» Goal
Rewrite the material starting at its beginning and ending at the line containing "0;229;498;392", replacing "rocky slope" with "stony hillside" and leaving everything else unchanged.

» Dataset records
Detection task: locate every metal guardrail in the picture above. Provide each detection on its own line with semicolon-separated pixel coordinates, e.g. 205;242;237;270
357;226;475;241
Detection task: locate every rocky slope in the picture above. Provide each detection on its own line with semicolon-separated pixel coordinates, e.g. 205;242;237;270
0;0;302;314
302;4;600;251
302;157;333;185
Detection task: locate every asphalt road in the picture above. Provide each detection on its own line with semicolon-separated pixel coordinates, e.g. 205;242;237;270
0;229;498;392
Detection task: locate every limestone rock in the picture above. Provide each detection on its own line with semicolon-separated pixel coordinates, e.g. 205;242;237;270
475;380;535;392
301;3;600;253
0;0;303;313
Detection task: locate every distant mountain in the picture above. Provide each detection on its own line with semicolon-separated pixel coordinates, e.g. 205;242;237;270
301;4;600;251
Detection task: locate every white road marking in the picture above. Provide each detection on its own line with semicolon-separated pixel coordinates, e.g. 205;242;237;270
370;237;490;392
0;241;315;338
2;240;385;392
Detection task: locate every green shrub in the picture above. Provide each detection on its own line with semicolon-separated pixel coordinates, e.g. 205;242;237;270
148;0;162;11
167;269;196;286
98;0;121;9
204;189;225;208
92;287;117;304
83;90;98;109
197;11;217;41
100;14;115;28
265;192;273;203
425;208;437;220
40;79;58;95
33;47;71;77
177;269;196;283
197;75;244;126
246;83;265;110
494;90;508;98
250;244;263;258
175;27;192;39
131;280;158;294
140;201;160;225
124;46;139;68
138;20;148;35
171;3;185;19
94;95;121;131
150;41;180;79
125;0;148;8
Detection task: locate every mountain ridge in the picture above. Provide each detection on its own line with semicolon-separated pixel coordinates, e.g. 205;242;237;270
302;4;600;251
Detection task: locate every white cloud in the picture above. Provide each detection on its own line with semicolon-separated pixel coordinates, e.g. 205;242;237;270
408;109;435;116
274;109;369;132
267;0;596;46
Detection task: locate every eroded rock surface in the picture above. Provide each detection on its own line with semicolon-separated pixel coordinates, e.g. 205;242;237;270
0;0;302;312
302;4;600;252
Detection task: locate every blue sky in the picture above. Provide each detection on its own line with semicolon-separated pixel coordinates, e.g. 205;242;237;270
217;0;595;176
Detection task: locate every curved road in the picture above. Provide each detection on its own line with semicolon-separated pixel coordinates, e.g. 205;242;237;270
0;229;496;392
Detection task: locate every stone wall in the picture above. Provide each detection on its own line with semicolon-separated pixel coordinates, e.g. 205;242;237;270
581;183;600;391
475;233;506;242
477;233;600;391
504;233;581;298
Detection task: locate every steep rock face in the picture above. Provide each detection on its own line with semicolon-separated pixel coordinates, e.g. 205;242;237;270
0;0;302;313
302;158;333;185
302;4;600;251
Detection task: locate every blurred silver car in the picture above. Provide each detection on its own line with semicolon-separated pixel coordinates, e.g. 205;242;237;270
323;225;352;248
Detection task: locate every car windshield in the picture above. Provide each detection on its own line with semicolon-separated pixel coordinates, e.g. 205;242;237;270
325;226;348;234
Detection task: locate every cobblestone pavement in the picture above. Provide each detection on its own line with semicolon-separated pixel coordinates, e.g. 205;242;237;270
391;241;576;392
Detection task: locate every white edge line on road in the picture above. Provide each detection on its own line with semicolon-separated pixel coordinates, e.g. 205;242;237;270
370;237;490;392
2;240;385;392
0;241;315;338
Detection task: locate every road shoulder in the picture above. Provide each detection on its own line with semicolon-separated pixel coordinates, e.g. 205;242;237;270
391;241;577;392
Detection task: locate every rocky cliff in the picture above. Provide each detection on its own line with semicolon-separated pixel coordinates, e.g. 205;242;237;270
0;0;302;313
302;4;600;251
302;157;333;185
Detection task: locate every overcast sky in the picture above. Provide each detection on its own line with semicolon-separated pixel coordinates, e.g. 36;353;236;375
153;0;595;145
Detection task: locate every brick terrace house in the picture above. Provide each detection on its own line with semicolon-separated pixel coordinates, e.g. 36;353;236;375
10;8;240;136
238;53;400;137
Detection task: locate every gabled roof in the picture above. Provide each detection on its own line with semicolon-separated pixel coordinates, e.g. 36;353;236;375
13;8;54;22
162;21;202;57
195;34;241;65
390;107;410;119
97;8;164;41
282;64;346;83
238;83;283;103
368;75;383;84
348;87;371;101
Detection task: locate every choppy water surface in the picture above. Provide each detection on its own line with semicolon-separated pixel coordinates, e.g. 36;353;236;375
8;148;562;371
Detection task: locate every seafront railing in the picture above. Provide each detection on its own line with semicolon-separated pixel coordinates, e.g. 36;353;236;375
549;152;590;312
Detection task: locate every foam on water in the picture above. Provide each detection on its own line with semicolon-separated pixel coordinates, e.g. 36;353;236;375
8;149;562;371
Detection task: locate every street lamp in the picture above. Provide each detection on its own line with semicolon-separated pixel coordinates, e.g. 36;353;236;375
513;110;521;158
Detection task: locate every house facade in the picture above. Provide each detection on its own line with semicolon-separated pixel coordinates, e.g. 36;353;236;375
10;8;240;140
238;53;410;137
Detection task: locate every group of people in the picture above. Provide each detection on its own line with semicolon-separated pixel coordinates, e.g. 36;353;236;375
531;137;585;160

» Exercise output
Detection task: locate every metal guardrail in the picture above. Provide each detection on its own line with semicolon-separated pixel coordinates, e.g. 205;242;237;270
357;226;475;241
Detection task: locate every stony hillside in the picture above. Provide each detection on its own line with semicolon-separated pixel coordinates, e.g. 205;242;237;270
0;0;302;314
302;4;600;251
302;157;333;185
Detection task: locate every asphalt road in the picture above. Provide each detection on its own line with semicolon-separated pixel coordinates, e.g. 205;242;237;270
0;229;498;392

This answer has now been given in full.